Capita spesso, nello scrivere le leggi, che si diano risposte semplificate a questioni complesse, con il risultato non solo di non risolvere i problemi ma di peggiorare il quadro preesistente. L’istituzione di “pagelle” per i magistrati, licenziata pochi giorni fa sotto forma di decreto legislativo dal Consiglio dei ministri con l’intento proclamato di migliorare la qualità del servizio-giustizia, rischia di rientrare in tale filone e di costituire l’ennesima operazione di facciata, tanto suggestiva (monitorare il rendimento degli appartenenti a una categoria che non timbra il cartellino) quanto inadeguata. Gli obiettivi perseguiti attraverso la tenuta presso il Csm di un apposito “fascicolo del rendi-mento” per ciascun giudice e pubblico ministero sono tre: verificarne la laboriosità registrando annualmente le statistiche dell’attività svolta; accertare il rispetto dei termini previsti per il compimento degli atti; valutare l’esito finale delle richieste e dei provvedimenti. Sussiste però il concreto pericolo che la fotografia del magistrato restituita dal fascicolo sia parziale e distorta.
Anzitutto, il giudizio sulla produttività e sul rispetto dei termini presuppone l’esistenza di una macchina giudiziaria efficiente, dotata di personale amministrativo adeguato che provveda ad effettuare tempestivamente le comunicazioni e le notifiche. Chi frequenta le aule di giustizia sa che così non è. Negli anni si è accumulata una cronica carenza di cancellieri e assistenti che, non solo è una concausa della celebrazione delle udienze in tempi biblici, ma fa sì che molti fascicoli, dopo essere stati istruiti, giacciano negli armadi per tempi irragionevoli. D’altro canto, il freddo dato statistico non rende comunque giustizia, stante l’impossibilità di fare emergere le peculiarità dei procedimenti e dei casi concreti.

Domande di studio -
1: Riporta parola per parola il passo del testo sulle pagelle dei magistrati che comincia con "Anzitutto, il giudizio" e prosegue fino a "dei casi concreti.".
2: Prosegui il testo sulle pagelle dei magistrati a partire dalla sua ultima frase.

Dati forniti -

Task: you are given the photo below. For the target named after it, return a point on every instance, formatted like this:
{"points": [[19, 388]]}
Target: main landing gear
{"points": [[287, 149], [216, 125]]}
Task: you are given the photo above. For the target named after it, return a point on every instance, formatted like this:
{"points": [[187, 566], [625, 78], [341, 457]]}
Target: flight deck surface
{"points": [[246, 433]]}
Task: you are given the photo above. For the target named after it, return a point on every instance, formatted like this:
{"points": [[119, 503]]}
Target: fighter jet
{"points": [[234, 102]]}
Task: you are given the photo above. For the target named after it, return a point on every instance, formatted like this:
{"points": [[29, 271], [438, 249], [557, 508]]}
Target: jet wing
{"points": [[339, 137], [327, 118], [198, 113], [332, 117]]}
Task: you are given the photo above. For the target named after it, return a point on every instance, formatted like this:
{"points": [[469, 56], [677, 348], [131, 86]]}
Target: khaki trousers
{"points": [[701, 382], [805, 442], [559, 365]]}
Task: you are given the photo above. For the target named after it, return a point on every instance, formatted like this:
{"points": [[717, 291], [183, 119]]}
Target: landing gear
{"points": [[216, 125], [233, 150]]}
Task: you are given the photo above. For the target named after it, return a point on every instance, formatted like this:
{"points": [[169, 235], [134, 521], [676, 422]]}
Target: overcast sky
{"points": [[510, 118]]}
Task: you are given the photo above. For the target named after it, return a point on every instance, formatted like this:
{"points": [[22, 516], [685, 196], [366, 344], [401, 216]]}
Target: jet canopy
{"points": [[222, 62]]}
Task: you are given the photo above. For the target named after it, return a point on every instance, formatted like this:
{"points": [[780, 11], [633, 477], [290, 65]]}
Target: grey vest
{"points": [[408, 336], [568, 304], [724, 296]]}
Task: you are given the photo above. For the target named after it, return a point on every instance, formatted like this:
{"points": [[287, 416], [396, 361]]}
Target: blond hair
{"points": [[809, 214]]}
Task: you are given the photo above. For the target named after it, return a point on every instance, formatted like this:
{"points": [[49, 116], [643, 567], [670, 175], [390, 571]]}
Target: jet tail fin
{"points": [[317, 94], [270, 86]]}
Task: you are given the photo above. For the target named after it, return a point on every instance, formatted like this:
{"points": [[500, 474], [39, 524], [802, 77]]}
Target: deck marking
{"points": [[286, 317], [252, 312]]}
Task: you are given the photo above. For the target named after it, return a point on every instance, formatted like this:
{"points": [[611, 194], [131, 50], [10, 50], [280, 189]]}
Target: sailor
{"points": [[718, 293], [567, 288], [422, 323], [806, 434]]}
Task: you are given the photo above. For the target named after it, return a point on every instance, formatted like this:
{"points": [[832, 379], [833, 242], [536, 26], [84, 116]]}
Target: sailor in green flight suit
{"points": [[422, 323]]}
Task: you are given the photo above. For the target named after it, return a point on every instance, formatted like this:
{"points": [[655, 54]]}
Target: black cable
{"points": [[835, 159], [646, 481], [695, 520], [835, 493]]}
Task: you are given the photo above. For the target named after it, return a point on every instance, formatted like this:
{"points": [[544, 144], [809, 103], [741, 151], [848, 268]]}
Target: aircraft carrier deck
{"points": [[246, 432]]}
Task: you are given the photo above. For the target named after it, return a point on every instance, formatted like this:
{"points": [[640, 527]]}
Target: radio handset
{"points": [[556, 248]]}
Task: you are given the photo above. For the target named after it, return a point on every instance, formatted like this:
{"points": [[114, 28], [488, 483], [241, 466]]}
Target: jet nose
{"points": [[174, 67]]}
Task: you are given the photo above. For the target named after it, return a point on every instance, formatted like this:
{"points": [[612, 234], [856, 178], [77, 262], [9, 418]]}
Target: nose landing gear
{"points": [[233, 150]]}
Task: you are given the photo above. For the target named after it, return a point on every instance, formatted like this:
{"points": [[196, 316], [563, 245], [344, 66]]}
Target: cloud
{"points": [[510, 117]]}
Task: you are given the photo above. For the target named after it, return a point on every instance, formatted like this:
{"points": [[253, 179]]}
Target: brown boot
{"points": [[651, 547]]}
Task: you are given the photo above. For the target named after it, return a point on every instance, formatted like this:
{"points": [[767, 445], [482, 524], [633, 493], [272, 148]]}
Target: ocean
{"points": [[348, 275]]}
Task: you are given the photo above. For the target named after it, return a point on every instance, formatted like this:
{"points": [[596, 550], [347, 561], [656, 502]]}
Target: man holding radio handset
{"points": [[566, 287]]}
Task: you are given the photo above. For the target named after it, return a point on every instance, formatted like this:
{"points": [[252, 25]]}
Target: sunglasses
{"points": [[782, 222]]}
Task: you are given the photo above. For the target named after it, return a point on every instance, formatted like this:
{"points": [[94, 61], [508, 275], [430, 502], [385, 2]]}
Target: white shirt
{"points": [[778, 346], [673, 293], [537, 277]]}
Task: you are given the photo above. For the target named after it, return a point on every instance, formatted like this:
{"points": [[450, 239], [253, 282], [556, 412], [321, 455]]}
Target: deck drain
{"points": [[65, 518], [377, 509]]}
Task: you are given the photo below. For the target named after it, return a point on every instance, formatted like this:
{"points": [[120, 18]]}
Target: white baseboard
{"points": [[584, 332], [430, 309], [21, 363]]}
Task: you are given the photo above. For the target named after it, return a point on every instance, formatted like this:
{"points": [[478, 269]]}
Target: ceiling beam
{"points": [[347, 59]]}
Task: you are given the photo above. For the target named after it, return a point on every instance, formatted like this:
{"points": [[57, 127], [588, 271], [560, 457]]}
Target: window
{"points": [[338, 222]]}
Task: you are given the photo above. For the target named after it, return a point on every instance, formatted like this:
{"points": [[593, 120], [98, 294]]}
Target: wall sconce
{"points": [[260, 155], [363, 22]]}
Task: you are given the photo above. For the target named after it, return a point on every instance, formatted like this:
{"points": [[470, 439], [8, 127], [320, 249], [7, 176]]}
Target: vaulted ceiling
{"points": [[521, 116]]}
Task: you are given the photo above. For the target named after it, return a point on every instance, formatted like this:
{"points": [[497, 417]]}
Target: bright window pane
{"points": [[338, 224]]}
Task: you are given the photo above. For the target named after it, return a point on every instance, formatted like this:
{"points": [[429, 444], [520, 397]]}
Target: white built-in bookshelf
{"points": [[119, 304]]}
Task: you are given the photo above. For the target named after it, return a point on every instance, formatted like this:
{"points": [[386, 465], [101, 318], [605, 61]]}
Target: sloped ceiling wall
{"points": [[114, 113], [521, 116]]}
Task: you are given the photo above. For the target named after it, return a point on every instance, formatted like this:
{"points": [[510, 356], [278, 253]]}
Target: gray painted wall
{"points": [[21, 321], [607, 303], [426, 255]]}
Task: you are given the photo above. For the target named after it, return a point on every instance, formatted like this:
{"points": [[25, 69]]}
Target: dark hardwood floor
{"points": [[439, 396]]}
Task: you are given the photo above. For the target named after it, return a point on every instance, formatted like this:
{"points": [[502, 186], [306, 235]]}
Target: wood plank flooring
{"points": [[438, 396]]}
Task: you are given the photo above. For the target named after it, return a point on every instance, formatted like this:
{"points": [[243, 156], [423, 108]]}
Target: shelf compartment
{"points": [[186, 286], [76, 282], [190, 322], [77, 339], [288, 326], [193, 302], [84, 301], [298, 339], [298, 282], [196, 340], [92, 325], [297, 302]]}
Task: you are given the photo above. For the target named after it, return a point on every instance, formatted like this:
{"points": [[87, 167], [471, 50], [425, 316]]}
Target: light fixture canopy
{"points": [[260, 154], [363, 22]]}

Risposte -
1:
Anzitutto, il giudizio sulla produttività e sul rispetto dei termini presuppone l’esistenza di una macchina giudiziaria efficiente, dotata di personale amministrativo adeguato che provveda ad effettuare tempestivamente le comunicazioni e le notifiche. Chi frequenta le aule di giustizia sa che così non è. Negli anni si è accumulata una cronica carenza di cancellieri e assistenti che, non solo è una concausa della celebrazione delle udienze in tempi biblici, ma fa sì che molti fascicoli, dopo essere stati istruiti, giacciano negli armadi per tempi irragionevoli. D’altro canto, il freddo dato statistico non rende comunque giustizia, stante l’impossibilità di fare emergere le peculiarità dei procedimenti e dei casi concreti.

2:
In sede civile, una causa per colpa medica non vale, in termini di impegno, quanto quella scaturita da una lite condominiale; analogamente un giudice penale intento a celebrare un dibattimento per un grave disastro, con la necessità di sentire decine di testimoni e di consulenti, farà fatica a smaltire i procedimenti per reati minori. Ancora, le statistiche non registreranno se non in minima parte le inerzie dei pubblici ministeri che avrebbero potuto, indagando seriamente, scoprire i responsabili di un reato e non lo hanno fatto, perché molto di rado i giudici respingono le richieste di archiviazione per essere ignoto l’autore di un fatto; così come non saranno verificabili le omissioni di chi avrebbe dovuto chiedere misure cautelari e, con la sua negligenza, non ha tutelato le vittime, protraendo ruberie, maltrattamenti o altre condotte efferate. Poi c’è il tema della qualità dei provvedimenti e del rilievo delle “gravi anomalie” giudiziarie. Ad essere censiti nel fascicolo del magistrato saranno ordinanze, sentenze, richieste di archiviazione, di misure cautelari e gli altri atti significativi che contrassegnano le varie fasi dei procedimenti, verificando le discrepanze fra le richieste dei pubblici ministeri e le pronunce dei giudici, fra i provvedimenti dei giudici di primo grado e quelli di appello e fra questi ultimi e quelli emessi dalla Corte di cassazione.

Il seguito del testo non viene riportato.